Work to do —
Please list every function name that appears under "Usage" in the Marshall-Olkin Extended Weibull documentation.

Density, distribution function, quantile function,
random generation and hazard function for the Marshall-Olkin Extended Weibull distribution
with parameters mu
, sigma
and nu
.
Usage
dMOEW(x, mu, sigma, nu, log = FALSE)
pMOEW(q, mu, sigma, nu, lower.tail = TRUE, log.p = FALSE)
qMOEW(p, mu, sigma, nu, lower.tail = TRUE, log.p = FALSE)
rMOEW(n, mu, sigma, nu)
hMOEW(x, mu, sigma, nu)
Arguments
- x, q
vector of quantiles.
- mu
parameter.
- sigma
parameter.
- nu
parameter.
- log, log.p
logical; if TRUE, probabilities p are given as log(p).
- lower.tail
logical; if TRUE (default), probabilities are P[X <= x], otherwise, P[X > x].
- p
vector of probabilities.
- n
number of observations.
Value
dMOEW
gives the density, pMOEW
gives the distribution
function, qMOEW
gives the quantile function, rMOEW
generates random deviates and hMOEW
gives the hazard function.
Details
The Marshall-Olkin Extended Weibull distribution mu
,
sigma
and nu
has density given by
\(f(x) = \frac{\mu \sigma \nu (\nu x)^{\sigma - 1} exp\{{-(\nu x )^{\sigma}}\}}{\{1-(1-\mu) exp\{{-(\nu x )^{\sigma}}\} \}^{2}},\)
for x > 0.

Data provided —
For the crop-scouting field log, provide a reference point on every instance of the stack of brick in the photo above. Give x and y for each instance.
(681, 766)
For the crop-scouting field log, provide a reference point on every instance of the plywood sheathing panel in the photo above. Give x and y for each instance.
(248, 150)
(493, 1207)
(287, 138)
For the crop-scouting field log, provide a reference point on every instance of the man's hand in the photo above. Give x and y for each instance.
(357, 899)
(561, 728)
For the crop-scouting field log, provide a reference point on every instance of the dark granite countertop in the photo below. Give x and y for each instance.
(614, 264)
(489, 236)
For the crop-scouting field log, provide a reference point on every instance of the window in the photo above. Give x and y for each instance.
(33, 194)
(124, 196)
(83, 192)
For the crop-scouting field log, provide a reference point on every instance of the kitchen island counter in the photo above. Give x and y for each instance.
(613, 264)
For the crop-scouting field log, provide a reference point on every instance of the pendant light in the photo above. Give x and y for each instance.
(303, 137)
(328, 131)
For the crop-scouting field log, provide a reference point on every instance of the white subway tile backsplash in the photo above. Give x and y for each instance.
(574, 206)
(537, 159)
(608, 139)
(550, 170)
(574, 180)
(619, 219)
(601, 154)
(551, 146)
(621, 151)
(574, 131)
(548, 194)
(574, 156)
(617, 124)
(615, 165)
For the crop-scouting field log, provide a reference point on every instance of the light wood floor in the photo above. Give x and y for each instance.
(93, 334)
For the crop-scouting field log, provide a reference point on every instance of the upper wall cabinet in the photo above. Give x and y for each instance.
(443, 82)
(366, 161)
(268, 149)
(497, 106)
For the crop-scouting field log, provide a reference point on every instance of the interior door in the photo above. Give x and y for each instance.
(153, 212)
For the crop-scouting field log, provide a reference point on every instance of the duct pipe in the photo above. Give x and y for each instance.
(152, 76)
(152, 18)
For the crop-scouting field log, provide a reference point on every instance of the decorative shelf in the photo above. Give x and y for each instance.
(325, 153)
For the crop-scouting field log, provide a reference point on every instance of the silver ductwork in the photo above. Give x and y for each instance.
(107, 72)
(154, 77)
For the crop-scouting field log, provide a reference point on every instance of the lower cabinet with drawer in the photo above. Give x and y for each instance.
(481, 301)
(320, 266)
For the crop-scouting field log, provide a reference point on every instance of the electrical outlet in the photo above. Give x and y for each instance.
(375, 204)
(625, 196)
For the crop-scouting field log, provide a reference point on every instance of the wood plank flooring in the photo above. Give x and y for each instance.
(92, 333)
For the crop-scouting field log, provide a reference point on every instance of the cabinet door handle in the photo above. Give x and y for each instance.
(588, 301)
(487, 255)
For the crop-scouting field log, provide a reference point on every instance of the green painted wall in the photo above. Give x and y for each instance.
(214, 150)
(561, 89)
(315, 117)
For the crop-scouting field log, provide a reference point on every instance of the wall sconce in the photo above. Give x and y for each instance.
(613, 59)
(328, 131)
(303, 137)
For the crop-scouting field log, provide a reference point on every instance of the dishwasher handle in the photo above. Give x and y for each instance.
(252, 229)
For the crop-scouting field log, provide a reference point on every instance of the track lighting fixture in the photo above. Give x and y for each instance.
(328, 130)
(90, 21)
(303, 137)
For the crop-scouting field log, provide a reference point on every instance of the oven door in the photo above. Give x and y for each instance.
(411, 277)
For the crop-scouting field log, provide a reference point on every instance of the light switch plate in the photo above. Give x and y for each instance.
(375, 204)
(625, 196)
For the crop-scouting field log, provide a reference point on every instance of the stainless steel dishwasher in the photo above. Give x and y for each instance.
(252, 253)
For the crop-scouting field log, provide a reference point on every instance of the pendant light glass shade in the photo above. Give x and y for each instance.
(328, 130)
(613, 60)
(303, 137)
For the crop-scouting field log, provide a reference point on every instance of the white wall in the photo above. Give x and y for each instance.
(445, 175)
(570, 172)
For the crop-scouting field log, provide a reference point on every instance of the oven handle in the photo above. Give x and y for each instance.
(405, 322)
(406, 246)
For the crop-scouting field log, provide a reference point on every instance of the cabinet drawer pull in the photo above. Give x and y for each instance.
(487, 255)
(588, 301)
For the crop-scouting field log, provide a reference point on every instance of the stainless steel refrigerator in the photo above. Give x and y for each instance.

Solution for this task —
dMOEW, pMOEW, qMOEW, rMOEW, hMOEW